To do ::
a. In the report on the ECHR's Jehovah's Witnesses case, copy the text starting with "STRASBOURG, October 8" and going on through "be considered anew.", and put "Upper Chamber" wherever "Grand Chamber" appears.
b. According to the report on the ECHR's Jehovah's Witnesses case, who decides whether a case should be referred to the Grand Chamber?

(Document extract Opens)

STRASBOURG, October 8 (RAPSI, Ingrid Burke) - The European Court of Human Rights (ECHR) rejected a request for referral to the Grand Chamber Thursday of a case involving the rights of two Jehovah’s Witnesses in Russia whose medical records were disclosed to prosecution authorities as a consequence of their refusal to accept blood transfusions.

The ECHR found that the applicants’ rights had been violated in June. According to an ECHR information sheet, cases can be referred to the Grand Chamber at the request of parties after a chamber judgment has been rendered. A panel of judges decides whether or not the case should be referred, to be considered anew. 
According to the website of the international Jehovah’s Witnesses religious organization, adherents do not categorically reject all forms of medical treatment. The organization does, however, reject certain specific treatments, including blood transfusions. As explained by the website: “Some treatments conflict with Bible principles… and we reject these. For example, we don’t accept blood transfusions because the Bible forbids taking in blood to sustain the body. (Acts 15:20) Likewise, the Bible prohibits health treatments or procedures that include occult practices.—Galatians 5:19-21.”

(Document extract Closes)
(Provided information Opens)

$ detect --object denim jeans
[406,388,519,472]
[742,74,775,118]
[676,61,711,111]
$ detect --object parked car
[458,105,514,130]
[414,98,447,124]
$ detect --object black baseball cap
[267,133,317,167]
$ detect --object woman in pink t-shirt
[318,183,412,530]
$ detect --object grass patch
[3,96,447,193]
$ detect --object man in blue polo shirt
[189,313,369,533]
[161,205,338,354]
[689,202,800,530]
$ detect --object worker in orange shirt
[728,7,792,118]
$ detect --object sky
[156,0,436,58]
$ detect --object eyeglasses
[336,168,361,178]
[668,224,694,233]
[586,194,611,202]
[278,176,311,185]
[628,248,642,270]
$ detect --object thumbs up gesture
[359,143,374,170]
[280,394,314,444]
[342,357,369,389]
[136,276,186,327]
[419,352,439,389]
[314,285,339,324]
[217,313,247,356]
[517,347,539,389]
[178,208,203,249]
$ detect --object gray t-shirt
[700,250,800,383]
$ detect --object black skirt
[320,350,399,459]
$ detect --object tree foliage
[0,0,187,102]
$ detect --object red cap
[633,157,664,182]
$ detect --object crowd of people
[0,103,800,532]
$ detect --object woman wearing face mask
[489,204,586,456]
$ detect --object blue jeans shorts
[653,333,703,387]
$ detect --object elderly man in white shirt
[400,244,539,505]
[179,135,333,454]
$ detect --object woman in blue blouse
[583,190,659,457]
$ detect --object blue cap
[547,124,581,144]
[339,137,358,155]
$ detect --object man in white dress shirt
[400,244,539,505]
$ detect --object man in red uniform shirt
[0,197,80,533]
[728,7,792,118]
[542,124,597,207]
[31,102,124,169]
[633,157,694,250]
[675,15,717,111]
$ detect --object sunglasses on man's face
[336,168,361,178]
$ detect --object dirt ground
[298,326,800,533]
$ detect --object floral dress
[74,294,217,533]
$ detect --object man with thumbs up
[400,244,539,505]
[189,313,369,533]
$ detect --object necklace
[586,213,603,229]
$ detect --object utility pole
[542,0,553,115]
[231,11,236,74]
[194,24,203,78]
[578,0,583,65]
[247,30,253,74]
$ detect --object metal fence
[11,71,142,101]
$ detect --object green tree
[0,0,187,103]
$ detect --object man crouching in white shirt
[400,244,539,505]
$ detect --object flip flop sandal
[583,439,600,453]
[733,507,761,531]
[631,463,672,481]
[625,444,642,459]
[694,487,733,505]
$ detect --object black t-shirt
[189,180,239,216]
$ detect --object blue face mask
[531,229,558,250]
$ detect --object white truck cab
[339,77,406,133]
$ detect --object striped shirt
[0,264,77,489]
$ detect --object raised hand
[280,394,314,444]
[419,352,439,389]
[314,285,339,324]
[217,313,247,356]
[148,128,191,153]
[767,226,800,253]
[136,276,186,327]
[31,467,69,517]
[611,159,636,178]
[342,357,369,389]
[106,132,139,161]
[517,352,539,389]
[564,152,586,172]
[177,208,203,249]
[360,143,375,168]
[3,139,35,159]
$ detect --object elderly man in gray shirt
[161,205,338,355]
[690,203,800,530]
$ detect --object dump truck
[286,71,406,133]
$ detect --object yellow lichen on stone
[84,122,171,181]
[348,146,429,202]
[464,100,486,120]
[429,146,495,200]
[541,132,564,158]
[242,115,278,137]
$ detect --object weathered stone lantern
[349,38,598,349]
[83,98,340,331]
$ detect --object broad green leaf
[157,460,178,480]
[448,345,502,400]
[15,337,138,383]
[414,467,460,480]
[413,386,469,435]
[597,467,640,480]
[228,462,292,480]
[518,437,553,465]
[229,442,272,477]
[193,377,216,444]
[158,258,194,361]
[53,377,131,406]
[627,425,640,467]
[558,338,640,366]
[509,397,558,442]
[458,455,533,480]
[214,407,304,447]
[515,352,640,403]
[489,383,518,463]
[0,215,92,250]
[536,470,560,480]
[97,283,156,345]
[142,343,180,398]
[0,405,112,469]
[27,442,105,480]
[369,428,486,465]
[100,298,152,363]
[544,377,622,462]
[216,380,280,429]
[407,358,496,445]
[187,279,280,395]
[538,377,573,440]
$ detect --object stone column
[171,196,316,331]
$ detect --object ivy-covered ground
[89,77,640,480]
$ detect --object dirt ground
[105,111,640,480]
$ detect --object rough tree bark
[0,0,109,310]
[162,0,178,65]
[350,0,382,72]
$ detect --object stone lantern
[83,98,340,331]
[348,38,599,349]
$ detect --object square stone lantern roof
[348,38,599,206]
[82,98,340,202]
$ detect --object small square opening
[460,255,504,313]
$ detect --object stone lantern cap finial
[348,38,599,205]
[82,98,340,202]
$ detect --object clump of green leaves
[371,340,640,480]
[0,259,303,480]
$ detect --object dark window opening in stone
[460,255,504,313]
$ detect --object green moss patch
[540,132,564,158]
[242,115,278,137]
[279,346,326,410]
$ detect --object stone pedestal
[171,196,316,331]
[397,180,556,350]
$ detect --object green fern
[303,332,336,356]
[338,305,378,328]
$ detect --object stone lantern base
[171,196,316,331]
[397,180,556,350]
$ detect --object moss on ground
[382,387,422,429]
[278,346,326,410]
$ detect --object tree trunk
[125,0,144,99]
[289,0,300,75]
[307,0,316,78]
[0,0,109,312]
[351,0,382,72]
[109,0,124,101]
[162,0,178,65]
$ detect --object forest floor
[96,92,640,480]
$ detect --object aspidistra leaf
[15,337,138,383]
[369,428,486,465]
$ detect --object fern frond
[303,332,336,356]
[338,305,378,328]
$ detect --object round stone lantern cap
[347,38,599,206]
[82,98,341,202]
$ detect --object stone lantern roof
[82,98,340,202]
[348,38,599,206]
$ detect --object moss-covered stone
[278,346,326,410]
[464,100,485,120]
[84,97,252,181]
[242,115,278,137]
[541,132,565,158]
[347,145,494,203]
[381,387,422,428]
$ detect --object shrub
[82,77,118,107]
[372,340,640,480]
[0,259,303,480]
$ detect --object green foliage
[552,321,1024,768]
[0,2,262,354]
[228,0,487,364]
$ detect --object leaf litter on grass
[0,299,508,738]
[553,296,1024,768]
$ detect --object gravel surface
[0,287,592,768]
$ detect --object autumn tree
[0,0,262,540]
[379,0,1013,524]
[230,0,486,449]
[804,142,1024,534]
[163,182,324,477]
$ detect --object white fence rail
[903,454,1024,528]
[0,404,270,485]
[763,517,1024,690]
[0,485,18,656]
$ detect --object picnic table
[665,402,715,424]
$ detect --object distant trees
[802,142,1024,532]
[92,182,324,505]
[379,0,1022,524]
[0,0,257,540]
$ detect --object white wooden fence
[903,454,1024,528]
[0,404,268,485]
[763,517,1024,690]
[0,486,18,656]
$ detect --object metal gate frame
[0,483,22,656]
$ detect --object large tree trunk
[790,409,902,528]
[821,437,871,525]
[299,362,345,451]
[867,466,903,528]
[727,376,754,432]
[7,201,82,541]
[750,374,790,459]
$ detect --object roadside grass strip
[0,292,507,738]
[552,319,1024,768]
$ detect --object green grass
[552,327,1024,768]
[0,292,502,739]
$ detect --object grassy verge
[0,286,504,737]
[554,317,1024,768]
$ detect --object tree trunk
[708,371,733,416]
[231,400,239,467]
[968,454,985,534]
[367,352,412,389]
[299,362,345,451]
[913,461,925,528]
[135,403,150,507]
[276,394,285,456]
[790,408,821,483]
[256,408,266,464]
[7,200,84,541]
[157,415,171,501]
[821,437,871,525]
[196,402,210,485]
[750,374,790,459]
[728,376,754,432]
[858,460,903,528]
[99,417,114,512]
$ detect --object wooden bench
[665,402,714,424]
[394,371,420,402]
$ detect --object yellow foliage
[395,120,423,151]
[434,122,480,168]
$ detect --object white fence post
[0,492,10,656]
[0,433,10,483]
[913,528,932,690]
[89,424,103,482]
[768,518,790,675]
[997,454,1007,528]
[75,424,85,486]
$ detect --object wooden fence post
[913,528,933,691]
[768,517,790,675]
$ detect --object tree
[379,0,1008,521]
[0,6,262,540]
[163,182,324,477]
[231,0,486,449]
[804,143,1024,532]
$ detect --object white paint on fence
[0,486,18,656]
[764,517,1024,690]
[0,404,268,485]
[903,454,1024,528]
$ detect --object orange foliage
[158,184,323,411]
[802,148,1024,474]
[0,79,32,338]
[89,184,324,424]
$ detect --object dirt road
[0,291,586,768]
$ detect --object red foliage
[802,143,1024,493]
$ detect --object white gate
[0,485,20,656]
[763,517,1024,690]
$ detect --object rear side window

(Provided information Closes)

Exercise responses ::
a.
STRASBOURG, October 8 (RAPSI, Ingrid Burke) - The European Court of Human Rights (ECHR) rejected a request for referral to the Upper Chamber Thursday of a case involving the rights of two Jehovah’s Witnesses in Russia whose medical records were disclosed to prosecution authorities as a consequence of their refusal to accept blood transfusions.

The ECHR found that the applicants’ rights had been violated in June. According to an ECHR information sheet, cases can be referred to the Upper Chamber at the request of parties after a chamber judgment has been rendered. A panel of judges decides whether or not the case should be referred, to be considered anew.

b. A panel of judges.